SELECTION =>
I remember packing my five kids in my Mum-van and wondering if I would ever get my life back.

The endless shopping, wiping, driving, dropping off, picking up, encouraging, hassling and general micro-managing sometimes made me feel like my head was going to blow up. Some days I felt less like a mum and more like a PA. I knew the answers to all the hard questions, like: “Mum! Where are my socks?”, “Who ate the last biscuit!” (me) and “Can I borrow your charger—I left mine at school”. A simple ‘yes’ meant you would never see your charger again. I loved my kids. I loved my family life but I was always on. I wondered what life would be like when they finished school and left home.

What would life look when my Mum job was done?

I imagined all this space in my head opening up, like cerebral pop-up shops—able to take on new projects, time for hobbies, time for long boozy lunches with my girlfriends.

News alert: it’s never done. When you’re a mum you don’t knock off till you drop off. Sure it’s not the intensive on-the-spot sock location—but even in their absence you continue to parent. You hold space.

It’s hard when they leave home. It’s impossible to describe the maternal longing I have for them. Still. I look at babies in prams and remember the intoxicating milky sweet fragrance of their skin.

We were a big busy family of seven.

DATA SUPPLIED =>
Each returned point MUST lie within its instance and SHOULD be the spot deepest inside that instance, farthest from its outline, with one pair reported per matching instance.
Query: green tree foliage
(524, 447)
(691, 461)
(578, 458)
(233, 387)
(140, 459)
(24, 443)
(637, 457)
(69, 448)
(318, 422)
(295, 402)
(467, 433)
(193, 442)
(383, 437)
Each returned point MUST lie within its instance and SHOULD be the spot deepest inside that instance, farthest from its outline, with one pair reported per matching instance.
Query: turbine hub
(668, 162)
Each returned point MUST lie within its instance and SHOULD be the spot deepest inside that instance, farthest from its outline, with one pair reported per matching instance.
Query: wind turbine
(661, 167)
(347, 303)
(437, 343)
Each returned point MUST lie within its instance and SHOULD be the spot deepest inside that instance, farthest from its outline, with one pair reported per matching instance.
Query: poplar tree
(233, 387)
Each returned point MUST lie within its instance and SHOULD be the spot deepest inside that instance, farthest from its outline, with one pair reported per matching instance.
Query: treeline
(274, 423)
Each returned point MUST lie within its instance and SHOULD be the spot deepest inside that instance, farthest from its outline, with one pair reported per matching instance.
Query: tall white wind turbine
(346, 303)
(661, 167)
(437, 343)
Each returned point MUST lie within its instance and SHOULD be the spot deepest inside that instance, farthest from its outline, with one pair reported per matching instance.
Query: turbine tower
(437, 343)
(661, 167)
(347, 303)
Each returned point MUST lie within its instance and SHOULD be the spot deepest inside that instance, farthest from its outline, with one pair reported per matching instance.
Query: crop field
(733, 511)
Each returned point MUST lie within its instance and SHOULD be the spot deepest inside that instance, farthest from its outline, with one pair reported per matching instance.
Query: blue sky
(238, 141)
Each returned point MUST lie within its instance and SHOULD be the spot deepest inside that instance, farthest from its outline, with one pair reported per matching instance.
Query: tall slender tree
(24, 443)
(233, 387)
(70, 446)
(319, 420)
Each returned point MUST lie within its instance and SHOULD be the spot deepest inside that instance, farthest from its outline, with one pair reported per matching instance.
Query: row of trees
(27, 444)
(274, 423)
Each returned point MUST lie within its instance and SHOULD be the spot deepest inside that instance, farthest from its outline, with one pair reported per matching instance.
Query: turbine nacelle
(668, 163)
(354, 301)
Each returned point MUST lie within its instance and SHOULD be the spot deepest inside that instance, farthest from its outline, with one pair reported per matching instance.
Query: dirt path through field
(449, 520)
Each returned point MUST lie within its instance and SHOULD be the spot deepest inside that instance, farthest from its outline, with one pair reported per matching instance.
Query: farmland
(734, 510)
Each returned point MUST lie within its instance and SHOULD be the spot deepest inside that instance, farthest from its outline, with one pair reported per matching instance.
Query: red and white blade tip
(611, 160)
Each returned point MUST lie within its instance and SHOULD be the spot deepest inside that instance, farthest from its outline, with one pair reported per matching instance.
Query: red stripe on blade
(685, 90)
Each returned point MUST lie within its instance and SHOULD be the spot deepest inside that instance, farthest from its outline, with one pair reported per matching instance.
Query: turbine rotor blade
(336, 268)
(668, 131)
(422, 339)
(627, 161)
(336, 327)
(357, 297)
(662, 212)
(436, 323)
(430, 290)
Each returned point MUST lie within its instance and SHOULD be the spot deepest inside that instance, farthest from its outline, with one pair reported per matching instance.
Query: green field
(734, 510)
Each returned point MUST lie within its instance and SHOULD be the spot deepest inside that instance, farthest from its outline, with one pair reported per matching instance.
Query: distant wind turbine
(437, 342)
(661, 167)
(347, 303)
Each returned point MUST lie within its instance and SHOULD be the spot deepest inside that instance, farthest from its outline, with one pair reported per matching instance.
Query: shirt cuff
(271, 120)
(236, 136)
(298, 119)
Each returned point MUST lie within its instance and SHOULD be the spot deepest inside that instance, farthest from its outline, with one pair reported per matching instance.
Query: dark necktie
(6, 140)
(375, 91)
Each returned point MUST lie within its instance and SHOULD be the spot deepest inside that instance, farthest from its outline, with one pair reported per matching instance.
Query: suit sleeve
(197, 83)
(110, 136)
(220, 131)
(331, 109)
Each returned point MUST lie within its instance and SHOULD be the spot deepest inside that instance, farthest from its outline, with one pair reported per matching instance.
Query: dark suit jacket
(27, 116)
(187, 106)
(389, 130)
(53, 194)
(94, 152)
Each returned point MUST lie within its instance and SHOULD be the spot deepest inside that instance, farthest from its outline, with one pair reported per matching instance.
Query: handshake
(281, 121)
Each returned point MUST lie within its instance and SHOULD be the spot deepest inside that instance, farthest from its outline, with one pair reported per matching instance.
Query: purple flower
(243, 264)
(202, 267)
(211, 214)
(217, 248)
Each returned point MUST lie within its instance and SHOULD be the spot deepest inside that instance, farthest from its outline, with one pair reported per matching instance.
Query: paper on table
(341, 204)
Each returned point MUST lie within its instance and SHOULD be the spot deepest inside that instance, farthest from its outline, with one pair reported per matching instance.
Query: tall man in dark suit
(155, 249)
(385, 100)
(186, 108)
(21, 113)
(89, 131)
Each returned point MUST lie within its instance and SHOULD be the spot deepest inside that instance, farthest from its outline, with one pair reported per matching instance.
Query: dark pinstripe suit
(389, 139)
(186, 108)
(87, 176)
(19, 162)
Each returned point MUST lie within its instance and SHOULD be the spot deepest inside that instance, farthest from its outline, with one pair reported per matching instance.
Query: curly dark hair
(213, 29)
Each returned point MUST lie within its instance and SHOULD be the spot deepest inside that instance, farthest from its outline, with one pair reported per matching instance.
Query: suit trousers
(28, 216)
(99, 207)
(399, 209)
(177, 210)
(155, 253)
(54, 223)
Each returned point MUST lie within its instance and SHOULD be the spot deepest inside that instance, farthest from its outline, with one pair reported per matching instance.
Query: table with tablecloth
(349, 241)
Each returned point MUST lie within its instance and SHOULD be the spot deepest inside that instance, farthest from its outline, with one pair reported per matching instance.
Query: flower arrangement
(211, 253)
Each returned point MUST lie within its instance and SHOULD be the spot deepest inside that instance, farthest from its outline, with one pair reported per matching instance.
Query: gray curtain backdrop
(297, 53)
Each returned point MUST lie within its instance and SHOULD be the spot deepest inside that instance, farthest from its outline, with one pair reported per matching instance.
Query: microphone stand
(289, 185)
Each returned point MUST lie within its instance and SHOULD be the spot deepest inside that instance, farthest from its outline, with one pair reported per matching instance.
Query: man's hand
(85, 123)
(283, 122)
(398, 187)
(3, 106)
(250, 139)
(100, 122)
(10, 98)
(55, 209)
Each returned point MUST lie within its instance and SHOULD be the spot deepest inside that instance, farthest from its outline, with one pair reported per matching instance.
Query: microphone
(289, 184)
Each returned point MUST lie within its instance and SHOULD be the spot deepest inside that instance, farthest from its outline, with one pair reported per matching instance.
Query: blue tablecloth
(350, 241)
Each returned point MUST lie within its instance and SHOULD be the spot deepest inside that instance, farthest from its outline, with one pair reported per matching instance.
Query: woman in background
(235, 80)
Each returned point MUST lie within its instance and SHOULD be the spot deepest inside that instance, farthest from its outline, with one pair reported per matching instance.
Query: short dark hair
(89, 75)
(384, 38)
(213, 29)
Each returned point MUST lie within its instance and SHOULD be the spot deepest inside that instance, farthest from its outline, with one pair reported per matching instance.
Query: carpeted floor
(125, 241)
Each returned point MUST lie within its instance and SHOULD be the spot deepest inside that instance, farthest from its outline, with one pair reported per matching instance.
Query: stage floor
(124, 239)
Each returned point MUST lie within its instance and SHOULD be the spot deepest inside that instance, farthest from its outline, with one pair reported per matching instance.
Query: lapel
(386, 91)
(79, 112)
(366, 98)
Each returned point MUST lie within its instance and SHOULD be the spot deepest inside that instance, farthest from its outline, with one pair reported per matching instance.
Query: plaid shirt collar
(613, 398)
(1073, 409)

SET PROBLEM => Reproduce the passage above about raising five kids and their leaving home, word for word from start to finish.

ANSWER FOR THIS EXERCISE =>
I remember packing my five kids in my Mum-van and wondering if I would ever get my life back.

The endless shopping, wiping, driving, dropping off, picking up, encouraging, hassling and general micro-managing sometimes made me feel like my head was going to blow up. Some days I felt less like a mum and more like a PA. I knew the answers to all the hard questions, like: “Mum! Where are my socks?”, “Who ate the last biscuit!” (me) and “Can I borrow your charger—I left mine at school”. A simple ‘yes’ meant you would never see your charger again. I loved my kids. I loved my family life but I was always on. I wondered what life would be like when they finished school and left home.

What would life look when my Mum job was done?

I imagined all this space in my head opening up, like cerebral pop-up shops—able to take on new projects, time for hobbies, time for long boozy lunches with my girlfriends.

News alert: it’s never done. When you’re a mum you don’t knock off till you drop off. Sure it’s not the intensive on-the-spot sock location—but even in their absence you continue to parent. You hold space.

It’s hard when they leave home. It’s impossible to describe the maternal longing I have for them. Still. I look at babies in prams and remember the intoxicating milky sweet fragrance of their skin.

We were a big busy family of seven.